> _WHAT IS EXPECTED_
Look through the records and copy each line that has "dune" in it.

==*==

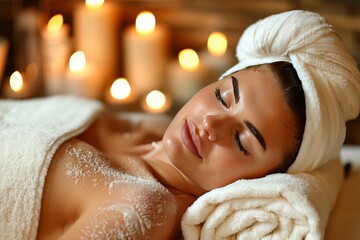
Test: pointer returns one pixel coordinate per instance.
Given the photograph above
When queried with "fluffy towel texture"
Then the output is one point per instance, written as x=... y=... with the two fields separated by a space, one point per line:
x=278 y=206
x=329 y=75
x=30 y=133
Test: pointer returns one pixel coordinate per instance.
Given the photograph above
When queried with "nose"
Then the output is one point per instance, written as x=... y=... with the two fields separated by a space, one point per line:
x=216 y=125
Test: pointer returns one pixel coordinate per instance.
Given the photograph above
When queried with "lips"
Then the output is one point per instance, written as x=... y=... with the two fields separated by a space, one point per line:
x=189 y=139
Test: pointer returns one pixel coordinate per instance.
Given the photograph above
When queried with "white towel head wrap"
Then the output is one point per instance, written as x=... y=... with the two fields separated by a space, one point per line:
x=329 y=76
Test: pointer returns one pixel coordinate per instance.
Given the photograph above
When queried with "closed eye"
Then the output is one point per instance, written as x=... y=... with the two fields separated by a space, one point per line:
x=239 y=144
x=219 y=98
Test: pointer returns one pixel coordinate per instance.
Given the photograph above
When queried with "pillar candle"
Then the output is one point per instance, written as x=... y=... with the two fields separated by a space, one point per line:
x=56 y=50
x=145 y=53
x=81 y=79
x=97 y=34
x=185 y=76
x=156 y=102
x=18 y=87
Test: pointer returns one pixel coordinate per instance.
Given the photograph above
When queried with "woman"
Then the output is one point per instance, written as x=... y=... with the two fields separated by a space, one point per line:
x=249 y=124
x=144 y=197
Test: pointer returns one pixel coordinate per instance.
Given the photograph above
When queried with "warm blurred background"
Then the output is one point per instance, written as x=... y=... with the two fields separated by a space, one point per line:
x=148 y=55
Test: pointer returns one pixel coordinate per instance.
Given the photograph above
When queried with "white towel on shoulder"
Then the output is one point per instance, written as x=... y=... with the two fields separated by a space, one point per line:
x=30 y=133
x=278 y=206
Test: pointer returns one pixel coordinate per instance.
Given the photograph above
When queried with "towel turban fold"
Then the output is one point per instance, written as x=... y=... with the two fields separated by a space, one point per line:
x=329 y=76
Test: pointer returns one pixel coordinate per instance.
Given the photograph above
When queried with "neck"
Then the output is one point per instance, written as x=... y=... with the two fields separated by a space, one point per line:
x=171 y=177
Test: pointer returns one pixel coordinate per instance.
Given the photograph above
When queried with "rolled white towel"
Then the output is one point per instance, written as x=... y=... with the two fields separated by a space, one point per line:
x=278 y=206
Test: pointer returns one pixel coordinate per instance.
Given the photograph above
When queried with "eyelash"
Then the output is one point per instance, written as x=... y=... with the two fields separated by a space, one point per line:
x=240 y=146
x=219 y=98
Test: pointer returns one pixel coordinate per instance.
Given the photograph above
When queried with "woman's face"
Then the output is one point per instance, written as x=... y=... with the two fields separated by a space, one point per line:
x=236 y=128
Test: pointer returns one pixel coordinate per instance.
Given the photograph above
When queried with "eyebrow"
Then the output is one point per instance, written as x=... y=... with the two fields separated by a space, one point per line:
x=256 y=133
x=235 y=88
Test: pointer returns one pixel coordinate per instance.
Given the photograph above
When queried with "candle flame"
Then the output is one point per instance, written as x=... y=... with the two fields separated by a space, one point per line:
x=16 y=81
x=145 y=23
x=94 y=4
x=77 y=62
x=189 y=59
x=155 y=100
x=120 y=89
x=55 y=23
x=217 y=44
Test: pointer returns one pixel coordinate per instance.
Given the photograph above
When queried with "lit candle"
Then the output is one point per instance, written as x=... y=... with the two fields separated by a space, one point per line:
x=156 y=102
x=185 y=76
x=146 y=51
x=16 y=87
x=80 y=79
x=120 y=93
x=97 y=34
x=56 y=51
x=215 y=59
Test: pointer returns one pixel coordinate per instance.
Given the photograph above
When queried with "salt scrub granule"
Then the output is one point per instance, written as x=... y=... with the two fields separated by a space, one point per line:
x=115 y=221
x=137 y=202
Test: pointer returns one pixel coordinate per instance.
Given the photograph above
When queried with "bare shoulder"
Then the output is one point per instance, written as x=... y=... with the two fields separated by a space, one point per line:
x=120 y=198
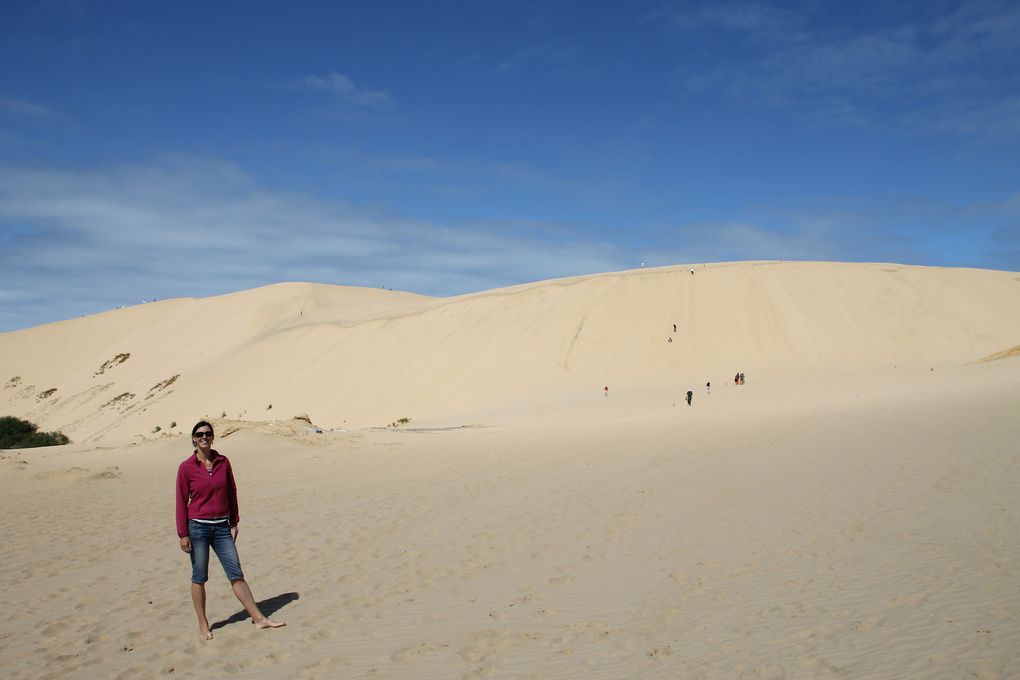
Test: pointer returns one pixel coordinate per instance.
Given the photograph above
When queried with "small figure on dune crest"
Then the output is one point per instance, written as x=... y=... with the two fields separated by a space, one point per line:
x=207 y=516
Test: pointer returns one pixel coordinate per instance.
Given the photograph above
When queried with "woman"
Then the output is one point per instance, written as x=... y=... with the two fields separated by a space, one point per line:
x=207 y=514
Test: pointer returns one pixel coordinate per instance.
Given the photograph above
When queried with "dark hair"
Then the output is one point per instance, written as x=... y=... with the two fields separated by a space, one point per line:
x=200 y=424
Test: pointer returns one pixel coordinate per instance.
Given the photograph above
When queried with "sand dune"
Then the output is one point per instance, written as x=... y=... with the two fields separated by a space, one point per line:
x=851 y=512
x=359 y=357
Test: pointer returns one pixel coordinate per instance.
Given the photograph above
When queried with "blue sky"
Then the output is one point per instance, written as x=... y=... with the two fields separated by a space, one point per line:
x=157 y=150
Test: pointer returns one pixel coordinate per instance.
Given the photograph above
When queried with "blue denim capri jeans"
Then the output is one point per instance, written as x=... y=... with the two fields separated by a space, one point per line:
x=218 y=535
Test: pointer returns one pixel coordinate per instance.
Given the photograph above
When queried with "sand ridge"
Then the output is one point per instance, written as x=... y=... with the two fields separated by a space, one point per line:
x=361 y=357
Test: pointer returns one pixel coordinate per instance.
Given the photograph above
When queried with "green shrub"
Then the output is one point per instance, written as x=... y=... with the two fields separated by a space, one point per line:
x=17 y=433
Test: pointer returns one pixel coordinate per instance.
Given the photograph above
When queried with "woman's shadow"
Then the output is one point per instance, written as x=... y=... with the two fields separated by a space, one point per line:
x=267 y=607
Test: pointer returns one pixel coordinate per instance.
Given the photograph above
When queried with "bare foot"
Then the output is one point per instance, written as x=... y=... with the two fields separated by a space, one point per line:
x=268 y=623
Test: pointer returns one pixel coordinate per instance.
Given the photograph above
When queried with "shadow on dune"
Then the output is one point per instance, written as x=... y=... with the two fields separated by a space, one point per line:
x=268 y=608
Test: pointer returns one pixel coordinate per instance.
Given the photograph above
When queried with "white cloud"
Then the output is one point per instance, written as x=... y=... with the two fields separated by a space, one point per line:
x=27 y=109
x=81 y=243
x=546 y=56
x=344 y=89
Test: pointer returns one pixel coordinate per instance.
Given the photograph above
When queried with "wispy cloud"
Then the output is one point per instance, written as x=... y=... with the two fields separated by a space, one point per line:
x=74 y=243
x=344 y=89
x=81 y=243
x=27 y=109
x=548 y=57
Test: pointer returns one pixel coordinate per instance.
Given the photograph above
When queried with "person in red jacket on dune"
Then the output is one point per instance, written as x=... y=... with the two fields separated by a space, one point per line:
x=207 y=515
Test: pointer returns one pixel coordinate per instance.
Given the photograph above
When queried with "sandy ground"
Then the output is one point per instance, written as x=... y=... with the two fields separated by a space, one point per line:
x=800 y=526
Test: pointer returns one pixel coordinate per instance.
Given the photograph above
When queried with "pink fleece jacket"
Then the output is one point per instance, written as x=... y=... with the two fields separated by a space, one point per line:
x=205 y=493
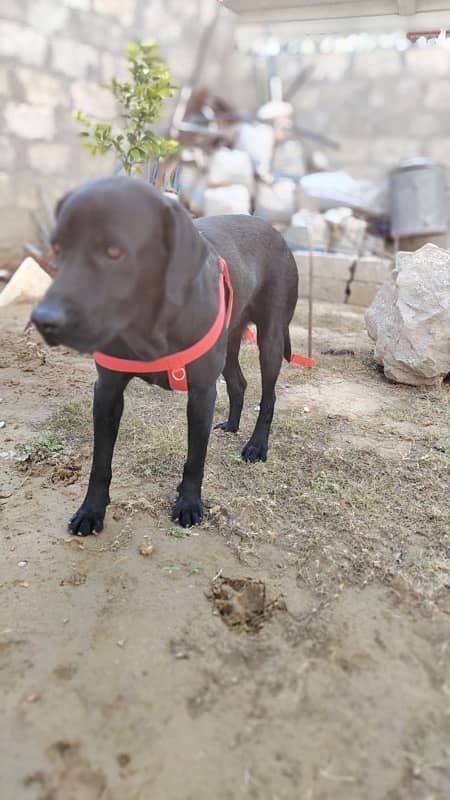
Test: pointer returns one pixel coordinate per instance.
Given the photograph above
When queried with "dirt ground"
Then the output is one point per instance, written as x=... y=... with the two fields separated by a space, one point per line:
x=142 y=665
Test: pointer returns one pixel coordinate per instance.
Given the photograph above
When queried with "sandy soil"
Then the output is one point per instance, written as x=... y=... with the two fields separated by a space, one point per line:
x=137 y=665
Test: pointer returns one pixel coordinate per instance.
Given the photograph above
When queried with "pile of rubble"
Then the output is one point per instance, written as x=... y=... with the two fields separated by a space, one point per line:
x=263 y=166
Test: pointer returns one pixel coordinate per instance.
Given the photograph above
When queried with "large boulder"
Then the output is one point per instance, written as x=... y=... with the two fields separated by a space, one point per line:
x=409 y=319
x=28 y=284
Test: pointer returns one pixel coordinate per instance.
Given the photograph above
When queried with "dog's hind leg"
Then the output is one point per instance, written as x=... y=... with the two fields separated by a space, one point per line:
x=108 y=408
x=236 y=383
x=188 y=508
x=271 y=347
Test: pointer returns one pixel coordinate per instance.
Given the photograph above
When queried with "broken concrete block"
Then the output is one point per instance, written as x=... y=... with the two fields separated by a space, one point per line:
x=228 y=167
x=307 y=230
x=331 y=275
x=288 y=159
x=258 y=141
x=346 y=232
x=192 y=188
x=28 y=284
x=373 y=270
x=276 y=202
x=326 y=265
x=233 y=199
x=409 y=319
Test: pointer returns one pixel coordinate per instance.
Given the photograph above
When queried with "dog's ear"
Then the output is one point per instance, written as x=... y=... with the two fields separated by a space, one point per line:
x=186 y=249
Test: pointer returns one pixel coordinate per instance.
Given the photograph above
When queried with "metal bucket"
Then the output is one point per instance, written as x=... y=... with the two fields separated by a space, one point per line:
x=419 y=201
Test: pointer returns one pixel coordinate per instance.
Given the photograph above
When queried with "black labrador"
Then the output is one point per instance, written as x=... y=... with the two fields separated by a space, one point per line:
x=138 y=279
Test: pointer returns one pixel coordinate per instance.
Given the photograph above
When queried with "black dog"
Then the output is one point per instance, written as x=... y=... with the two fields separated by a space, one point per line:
x=137 y=279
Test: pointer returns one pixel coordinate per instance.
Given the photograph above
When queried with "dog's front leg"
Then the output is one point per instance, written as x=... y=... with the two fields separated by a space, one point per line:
x=108 y=408
x=188 y=509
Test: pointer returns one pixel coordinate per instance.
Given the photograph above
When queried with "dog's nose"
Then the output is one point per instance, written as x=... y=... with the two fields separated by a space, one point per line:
x=49 y=317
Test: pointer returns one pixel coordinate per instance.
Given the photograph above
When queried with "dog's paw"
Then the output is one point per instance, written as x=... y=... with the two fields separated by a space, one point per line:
x=187 y=511
x=86 y=521
x=226 y=426
x=254 y=451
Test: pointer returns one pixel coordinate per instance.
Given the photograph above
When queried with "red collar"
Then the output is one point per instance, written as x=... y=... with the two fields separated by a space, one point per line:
x=175 y=364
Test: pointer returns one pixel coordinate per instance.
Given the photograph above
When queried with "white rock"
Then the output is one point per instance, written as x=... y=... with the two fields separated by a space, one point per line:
x=410 y=318
x=227 y=200
x=29 y=283
x=228 y=167
x=288 y=159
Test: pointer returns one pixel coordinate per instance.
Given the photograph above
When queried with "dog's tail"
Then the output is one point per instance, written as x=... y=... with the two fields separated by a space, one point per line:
x=287 y=346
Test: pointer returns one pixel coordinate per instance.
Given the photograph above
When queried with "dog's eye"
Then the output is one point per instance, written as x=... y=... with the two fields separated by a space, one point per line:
x=113 y=251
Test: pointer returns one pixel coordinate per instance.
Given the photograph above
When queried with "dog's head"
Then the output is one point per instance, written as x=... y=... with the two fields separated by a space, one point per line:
x=122 y=249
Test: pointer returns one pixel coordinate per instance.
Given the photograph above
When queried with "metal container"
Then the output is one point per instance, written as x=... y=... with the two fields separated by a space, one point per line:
x=419 y=199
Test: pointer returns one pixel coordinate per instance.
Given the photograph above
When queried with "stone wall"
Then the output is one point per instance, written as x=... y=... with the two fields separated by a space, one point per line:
x=381 y=105
x=53 y=56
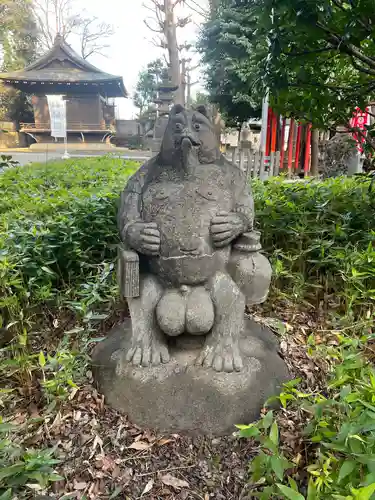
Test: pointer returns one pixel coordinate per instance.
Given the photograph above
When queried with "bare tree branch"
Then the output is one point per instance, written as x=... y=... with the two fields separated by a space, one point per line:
x=58 y=16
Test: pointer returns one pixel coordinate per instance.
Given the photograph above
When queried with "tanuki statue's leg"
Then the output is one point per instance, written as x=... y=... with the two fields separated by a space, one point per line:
x=221 y=350
x=148 y=343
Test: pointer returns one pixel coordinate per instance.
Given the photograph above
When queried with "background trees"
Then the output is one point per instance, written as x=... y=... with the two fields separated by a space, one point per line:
x=60 y=16
x=317 y=59
x=18 y=47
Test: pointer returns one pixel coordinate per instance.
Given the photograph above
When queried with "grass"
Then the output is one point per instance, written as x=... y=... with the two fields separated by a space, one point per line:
x=58 y=293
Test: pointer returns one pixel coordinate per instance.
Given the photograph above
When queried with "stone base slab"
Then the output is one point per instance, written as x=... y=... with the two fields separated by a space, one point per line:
x=181 y=397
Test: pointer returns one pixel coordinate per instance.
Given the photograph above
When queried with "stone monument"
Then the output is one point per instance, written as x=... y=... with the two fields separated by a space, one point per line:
x=188 y=359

==*==

> _ANSWER FOR THIS EXERCISE_
When queried with "small figure on dune crest"
When queried with "sand dune"
When queried with "shadow on dune"
When queried with "person in red jacket on dune"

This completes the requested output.